> _Perintah 1_: Cari semua baris dalam daftar yang memuat kata "every", lalu salin baris-baris itu.
-------
Orang dari luar Astra. Dia, sih, selalu mengaku sebagai penasihat hukum pemerintah. Tapi, setelah dicek, ternyata bukan. Padahal, selama ini kami sangat mempercayainya. Sebelumnya, dia selalu kami mintai pertimbangan dalam segala hal yang berkaitan dengan hukum. Ah, sudahlah.

Namanya?

Pokoknya orang yang selalu kami mintai bantuannya. Kami tidak tahu apa yang ada di benaknya. Waktu itu dia bilang, "Sudahlah, selesaikan saja secara kekeluargaan." Akibatnya, kami tidak tahu konsekuensi penandatanganan dokumen itu. Kalau tahu sejak awal, sebenarnya tidak perlu sebegitu jauh.

Apa yang tidak Anda ketahui sejak awal?
-------
> _Perintah 2_: Menurut teks bacaan di atas, orang dari luar Astra itu selalu mengaku sebagai apa?

> _Data Tersedia_:
-------
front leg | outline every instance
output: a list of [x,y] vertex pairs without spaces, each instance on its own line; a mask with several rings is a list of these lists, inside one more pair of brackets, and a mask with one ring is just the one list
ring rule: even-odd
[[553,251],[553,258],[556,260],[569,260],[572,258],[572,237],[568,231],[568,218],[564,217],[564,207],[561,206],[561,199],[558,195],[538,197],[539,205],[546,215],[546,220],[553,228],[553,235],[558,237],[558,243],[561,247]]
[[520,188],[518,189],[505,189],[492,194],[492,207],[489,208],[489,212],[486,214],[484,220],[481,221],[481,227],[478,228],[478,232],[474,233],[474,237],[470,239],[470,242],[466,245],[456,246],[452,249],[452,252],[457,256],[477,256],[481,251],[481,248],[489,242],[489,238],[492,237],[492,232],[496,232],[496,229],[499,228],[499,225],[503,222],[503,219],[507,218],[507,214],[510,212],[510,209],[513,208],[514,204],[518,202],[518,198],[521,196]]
-------
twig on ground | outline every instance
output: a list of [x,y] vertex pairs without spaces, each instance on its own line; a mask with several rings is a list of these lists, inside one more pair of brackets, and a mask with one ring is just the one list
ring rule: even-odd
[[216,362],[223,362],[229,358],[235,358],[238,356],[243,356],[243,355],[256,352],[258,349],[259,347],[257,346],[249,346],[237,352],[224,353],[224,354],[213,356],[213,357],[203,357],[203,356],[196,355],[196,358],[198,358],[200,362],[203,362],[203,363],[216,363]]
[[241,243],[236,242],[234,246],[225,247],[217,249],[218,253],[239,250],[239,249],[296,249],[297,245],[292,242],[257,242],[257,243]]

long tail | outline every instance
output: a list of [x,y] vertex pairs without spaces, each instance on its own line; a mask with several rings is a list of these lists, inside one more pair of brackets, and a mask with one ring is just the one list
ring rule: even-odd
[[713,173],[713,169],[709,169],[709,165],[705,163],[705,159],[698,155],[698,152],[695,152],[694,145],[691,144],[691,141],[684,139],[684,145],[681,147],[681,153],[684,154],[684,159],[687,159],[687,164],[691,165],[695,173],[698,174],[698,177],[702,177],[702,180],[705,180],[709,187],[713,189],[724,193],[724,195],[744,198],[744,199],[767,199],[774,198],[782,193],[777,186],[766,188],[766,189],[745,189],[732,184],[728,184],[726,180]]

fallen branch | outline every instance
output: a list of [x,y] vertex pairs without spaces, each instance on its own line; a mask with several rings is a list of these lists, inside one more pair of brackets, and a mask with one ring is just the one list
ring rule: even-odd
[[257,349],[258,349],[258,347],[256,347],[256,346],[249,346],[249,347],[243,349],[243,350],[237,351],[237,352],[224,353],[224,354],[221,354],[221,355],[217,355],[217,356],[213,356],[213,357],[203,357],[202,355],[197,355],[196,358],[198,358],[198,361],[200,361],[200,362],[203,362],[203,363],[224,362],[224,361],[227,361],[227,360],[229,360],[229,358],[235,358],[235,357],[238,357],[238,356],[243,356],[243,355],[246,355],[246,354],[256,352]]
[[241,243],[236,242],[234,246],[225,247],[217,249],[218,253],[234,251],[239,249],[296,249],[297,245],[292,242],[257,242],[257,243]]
-------
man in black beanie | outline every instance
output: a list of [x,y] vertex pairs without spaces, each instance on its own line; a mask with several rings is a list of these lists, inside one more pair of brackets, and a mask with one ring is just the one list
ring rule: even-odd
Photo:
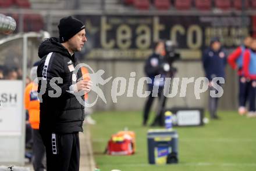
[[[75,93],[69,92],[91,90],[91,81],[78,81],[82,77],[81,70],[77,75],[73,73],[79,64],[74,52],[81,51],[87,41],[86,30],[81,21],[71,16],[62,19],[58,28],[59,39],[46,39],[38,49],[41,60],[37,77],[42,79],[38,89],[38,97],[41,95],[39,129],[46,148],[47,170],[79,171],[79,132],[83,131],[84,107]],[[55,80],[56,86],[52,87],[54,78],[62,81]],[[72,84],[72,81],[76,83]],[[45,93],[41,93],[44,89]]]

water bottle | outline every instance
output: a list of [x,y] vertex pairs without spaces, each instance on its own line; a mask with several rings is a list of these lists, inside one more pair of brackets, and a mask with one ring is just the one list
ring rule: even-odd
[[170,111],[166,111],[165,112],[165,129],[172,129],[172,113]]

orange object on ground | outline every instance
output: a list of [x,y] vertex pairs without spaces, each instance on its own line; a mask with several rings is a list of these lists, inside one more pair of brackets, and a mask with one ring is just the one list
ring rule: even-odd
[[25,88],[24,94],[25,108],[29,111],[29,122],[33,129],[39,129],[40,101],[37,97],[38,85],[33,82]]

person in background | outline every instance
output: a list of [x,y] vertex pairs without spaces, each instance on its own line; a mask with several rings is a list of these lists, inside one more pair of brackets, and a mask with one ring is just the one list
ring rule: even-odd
-------
> _Jawaban Latihan 1_:
front leg | outline every instance
twig on ground | outline every instance
long tail | outline every instance
fallen branch | outline every instance
man in black beanie | outline every instance
water bottle | outline every instance
orange object on ground | outline every instance
person in background | outline every instance

> _Jawaban Latihan 2_: Sebagai penasihat hukum pemerintah.